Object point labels
----------------------------------------

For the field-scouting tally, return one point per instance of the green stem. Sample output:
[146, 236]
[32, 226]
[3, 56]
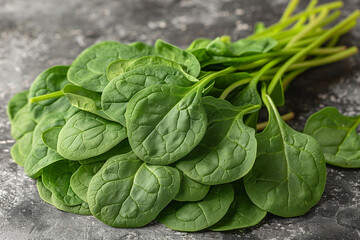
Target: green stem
[309, 7]
[233, 86]
[285, 117]
[302, 67]
[46, 96]
[289, 10]
[323, 38]
[326, 60]
[207, 79]
[282, 25]
[308, 28]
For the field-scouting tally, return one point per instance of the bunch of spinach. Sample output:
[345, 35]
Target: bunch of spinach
[132, 133]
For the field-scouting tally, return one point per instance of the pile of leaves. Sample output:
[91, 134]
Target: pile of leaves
[133, 133]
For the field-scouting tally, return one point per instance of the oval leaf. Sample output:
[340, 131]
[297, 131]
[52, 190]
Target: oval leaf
[195, 216]
[337, 137]
[86, 135]
[165, 122]
[126, 192]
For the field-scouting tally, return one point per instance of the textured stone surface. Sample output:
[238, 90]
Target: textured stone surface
[35, 35]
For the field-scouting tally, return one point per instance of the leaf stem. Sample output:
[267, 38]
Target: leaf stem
[46, 96]
[282, 25]
[286, 117]
[323, 38]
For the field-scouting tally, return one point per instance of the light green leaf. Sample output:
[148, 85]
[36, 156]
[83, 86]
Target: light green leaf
[126, 192]
[195, 216]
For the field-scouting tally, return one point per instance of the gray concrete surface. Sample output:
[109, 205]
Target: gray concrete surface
[37, 34]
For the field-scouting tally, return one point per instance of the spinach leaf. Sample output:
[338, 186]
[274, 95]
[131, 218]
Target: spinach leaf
[18, 101]
[56, 178]
[191, 191]
[337, 136]
[242, 47]
[121, 66]
[122, 148]
[51, 80]
[289, 174]
[47, 196]
[80, 180]
[50, 137]
[228, 150]
[86, 135]
[242, 212]
[21, 149]
[198, 43]
[165, 122]
[118, 92]
[126, 192]
[195, 216]
[89, 68]
[186, 59]
[85, 100]
[22, 123]
[40, 155]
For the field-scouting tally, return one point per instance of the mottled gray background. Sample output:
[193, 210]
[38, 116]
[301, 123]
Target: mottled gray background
[37, 34]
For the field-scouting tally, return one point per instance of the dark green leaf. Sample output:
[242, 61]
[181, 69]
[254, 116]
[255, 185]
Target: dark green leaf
[195, 216]
[18, 101]
[49, 81]
[126, 192]
[242, 212]
[80, 180]
[186, 59]
[47, 196]
[87, 135]
[289, 174]
[56, 178]
[120, 90]
[228, 150]
[191, 191]
[165, 122]
[337, 136]
[89, 68]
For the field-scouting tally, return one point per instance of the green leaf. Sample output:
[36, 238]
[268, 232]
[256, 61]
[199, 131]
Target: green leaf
[119, 91]
[247, 46]
[242, 212]
[21, 149]
[122, 148]
[126, 192]
[165, 122]
[198, 43]
[186, 59]
[22, 123]
[49, 81]
[289, 174]
[56, 178]
[195, 216]
[121, 66]
[85, 100]
[89, 68]
[87, 135]
[18, 101]
[337, 136]
[191, 191]
[278, 94]
[46, 195]
[41, 156]
[228, 150]
[50, 137]
[80, 180]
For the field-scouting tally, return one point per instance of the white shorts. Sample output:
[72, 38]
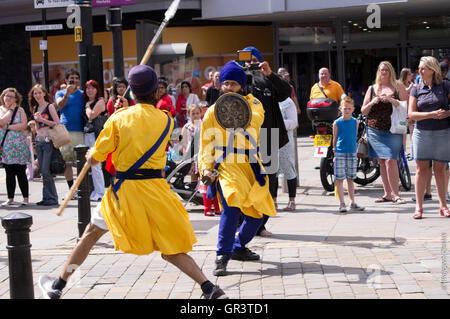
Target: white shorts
[97, 218]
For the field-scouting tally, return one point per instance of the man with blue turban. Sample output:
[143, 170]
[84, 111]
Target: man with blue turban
[241, 185]
[140, 210]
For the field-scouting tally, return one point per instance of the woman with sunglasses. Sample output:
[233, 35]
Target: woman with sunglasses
[15, 151]
[185, 99]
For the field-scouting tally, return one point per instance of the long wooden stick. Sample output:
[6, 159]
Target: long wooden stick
[74, 188]
[151, 47]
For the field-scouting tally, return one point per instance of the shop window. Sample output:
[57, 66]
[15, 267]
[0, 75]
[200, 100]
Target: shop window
[300, 34]
[428, 28]
[358, 31]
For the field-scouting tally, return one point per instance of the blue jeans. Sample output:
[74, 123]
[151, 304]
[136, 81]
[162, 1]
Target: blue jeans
[44, 152]
[228, 242]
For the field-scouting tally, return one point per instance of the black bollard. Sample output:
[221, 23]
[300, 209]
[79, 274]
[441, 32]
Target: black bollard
[17, 226]
[84, 201]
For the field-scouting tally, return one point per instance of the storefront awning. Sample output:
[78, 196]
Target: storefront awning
[165, 53]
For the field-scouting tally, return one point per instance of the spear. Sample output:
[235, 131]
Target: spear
[151, 47]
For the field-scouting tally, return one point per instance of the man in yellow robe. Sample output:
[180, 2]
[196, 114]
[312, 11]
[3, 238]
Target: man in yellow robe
[241, 185]
[139, 209]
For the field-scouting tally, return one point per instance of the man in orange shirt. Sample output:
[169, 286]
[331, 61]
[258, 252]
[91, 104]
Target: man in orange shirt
[332, 89]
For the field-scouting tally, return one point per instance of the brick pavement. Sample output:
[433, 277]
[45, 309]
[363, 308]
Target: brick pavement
[381, 253]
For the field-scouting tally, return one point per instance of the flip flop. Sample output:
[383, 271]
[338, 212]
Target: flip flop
[399, 201]
[383, 200]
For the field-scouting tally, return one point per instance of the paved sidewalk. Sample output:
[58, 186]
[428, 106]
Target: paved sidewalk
[315, 252]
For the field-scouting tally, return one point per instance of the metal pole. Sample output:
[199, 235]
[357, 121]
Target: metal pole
[84, 202]
[116, 29]
[44, 37]
[17, 226]
[86, 24]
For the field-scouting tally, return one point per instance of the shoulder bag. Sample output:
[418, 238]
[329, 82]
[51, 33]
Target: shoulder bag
[398, 118]
[6, 132]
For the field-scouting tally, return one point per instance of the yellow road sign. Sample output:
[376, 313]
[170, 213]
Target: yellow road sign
[78, 31]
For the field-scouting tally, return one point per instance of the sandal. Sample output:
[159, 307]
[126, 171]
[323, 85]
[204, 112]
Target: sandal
[444, 212]
[290, 207]
[383, 200]
[418, 214]
[399, 201]
[208, 213]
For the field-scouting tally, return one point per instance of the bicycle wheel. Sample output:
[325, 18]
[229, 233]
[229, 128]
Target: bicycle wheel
[404, 174]
[327, 172]
[367, 171]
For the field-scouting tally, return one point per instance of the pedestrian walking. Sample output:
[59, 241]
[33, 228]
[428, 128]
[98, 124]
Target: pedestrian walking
[71, 106]
[345, 132]
[383, 145]
[141, 212]
[45, 117]
[15, 150]
[269, 89]
[428, 106]
[95, 106]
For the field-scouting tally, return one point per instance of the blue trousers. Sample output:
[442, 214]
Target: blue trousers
[228, 242]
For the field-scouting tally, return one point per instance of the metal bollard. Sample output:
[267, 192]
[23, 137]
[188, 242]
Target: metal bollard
[84, 201]
[17, 226]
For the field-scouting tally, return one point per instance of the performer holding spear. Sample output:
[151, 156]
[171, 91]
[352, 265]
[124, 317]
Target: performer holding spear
[139, 209]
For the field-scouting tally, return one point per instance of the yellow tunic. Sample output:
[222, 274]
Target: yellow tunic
[148, 216]
[237, 180]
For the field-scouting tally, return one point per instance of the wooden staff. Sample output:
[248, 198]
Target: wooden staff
[151, 47]
[74, 188]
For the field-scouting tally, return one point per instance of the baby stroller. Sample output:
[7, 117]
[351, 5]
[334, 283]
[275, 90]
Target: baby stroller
[176, 174]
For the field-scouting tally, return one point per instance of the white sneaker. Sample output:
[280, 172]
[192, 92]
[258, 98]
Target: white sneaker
[45, 284]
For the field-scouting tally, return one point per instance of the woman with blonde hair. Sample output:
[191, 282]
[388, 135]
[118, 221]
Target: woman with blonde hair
[45, 116]
[383, 145]
[428, 106]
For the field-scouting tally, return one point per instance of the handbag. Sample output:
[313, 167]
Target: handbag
[99, 122]
[58, 164]
[59, 135]
[4, 136]
[398, 118]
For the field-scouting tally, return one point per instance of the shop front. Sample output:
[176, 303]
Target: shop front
[352, 51]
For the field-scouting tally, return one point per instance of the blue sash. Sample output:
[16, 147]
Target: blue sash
[211, 191]
[133, 171]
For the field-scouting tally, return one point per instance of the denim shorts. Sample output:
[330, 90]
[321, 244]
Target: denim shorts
[345, 165]
[431, 145]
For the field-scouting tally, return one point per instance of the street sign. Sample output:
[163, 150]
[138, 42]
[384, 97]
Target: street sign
[109, 3]
[42, 45]
[43, 4]
[78, 31]
[43, 27]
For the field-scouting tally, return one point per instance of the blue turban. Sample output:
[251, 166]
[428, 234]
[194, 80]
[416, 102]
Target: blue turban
[255, 52]
[232, 71]
[143, 80]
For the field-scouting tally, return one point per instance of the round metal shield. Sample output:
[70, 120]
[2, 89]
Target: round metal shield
[232, 110]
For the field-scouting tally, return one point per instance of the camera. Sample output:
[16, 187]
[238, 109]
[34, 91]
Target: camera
[246, 56]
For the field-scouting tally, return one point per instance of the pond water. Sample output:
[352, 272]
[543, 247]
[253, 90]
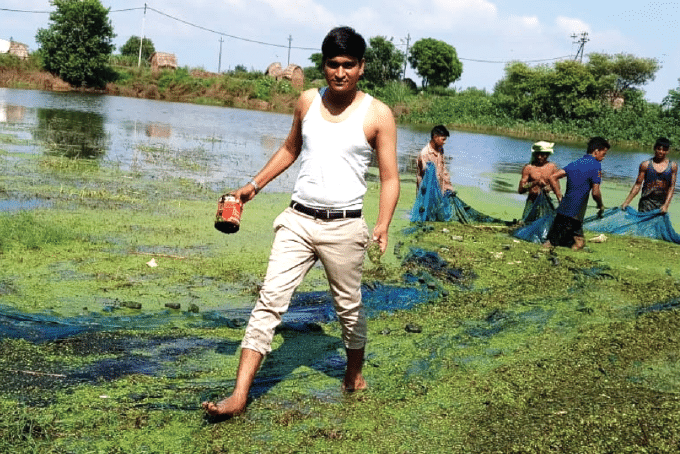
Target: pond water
[224, 147]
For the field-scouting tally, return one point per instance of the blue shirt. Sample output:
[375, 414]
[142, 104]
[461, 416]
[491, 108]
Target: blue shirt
[582, 174]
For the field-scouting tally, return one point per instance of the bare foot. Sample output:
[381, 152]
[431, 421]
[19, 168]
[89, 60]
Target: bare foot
[231, 406]
[357, 384]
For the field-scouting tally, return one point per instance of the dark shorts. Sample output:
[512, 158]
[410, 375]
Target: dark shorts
[563, 230]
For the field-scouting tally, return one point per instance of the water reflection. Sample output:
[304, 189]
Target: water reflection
[224, 147]
[10, 113]
[71, 133]
[158, 130]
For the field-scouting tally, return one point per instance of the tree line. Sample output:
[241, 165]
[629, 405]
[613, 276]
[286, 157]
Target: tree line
[568, 95]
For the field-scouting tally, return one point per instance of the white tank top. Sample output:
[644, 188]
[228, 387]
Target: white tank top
[333, 160]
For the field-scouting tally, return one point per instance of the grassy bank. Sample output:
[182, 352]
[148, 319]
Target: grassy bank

----------------------------------------

**Brief**
Format the rows above as a numbered list, starting at the line that contains "of the denim" and running through the final row, with both ends included and blank lines dropped. Leave the pictures out of the list.

**Reply to the task**
1. For the field-scouting tally, return one point per instance of the denim shorts. Sample output:
2. [330, 90]
3. [321, 244]
4. Target: denim shorts
5. [345, 165]
6. [431, 145]
7. For the field-scouting tally, return one point per instance of the street sign. Sample output:
8. [163, 150]
9. [138, 42]
10. [384, 97]
11. Target: street sign
12. [109, 3]
13. [42, 45]
14. [43, 4]
15. [78, 31]
16. [43, 27]
17. For the field-scouting tally, return one point per instance of the blue turban. Sample output:
18. [251, 166]
19. [428, 234]
20. [194, 80]
21. [416, 102]
22. Target: blue turban
23. [255, 52]
24. [232, 71]
25. [143, 80]
26. For the field-scouting tally, return one point per instance of the round metal shield. Sample output:
27. [70, 120]
28. [2, 89]
29. Target: round metal shield
30. [232, 110]
31. For the field-scouting tally, return one point per instance of the camera. Sample output:
32. [16, 187]
33. [238, 109]
34. [34, 91]
35. Target: camera
36. [246, 56]
37. For the field-scouting tally, return one point per instance of the pond water. Sample output:
38. [352, 272]
39. [543, 247]
40. [253, 90]
41. Target: pond water
42. [224, 147]
43. For the field-scouting tally, return one point per instance of the blue shirt. Sample output:
44. [375, 414]
45. [142, 104]
46. [461, 416]
47. [491, 108]
48. Target: blue shirt
49. [582, 174]
50. For the field-scouting tally, return one point per instance of the bare foot. Sample output:
51. [381, 152]
52. [431, 421]
53. [19, 168]
54. [89, 60]
55. Target: bare foot
56. [231, 406]
57. [357, 384]
58. For the field-scouting tally, return one point per instance of the dark shorts. Sample output:
59. [512, 158]
60. [410, 375]
61. Target: dark shorts
62. [563, 230]
63. For the field-scouting tally, return one point per instance of the water reflection. Sample output:
64. [304, 189]
65. Target: water reflection
66. [224, 147]
67. [10, 113]
68. [71, 133]
69. [158, 130]
70. For the field-scouting tally, return one point per instance of the tree line. Sample output:
71. [241, 165]
72. [629, 405]
73. [613, 276]
74. [286, 157]
75. Target: tree line
76. [568, 95]
77. For the field-scouting tally, return one point per instance of the white tank top. Sample output:
78. [644, 188]
79. [228, 387]
80. Target: white tank top
81. [333, 160]
82. For the field-scouting tally, return one point per instance of the grassy bank. Sample output:
83. [182, 352]
84. [148, 319]
85. Target: grassy bank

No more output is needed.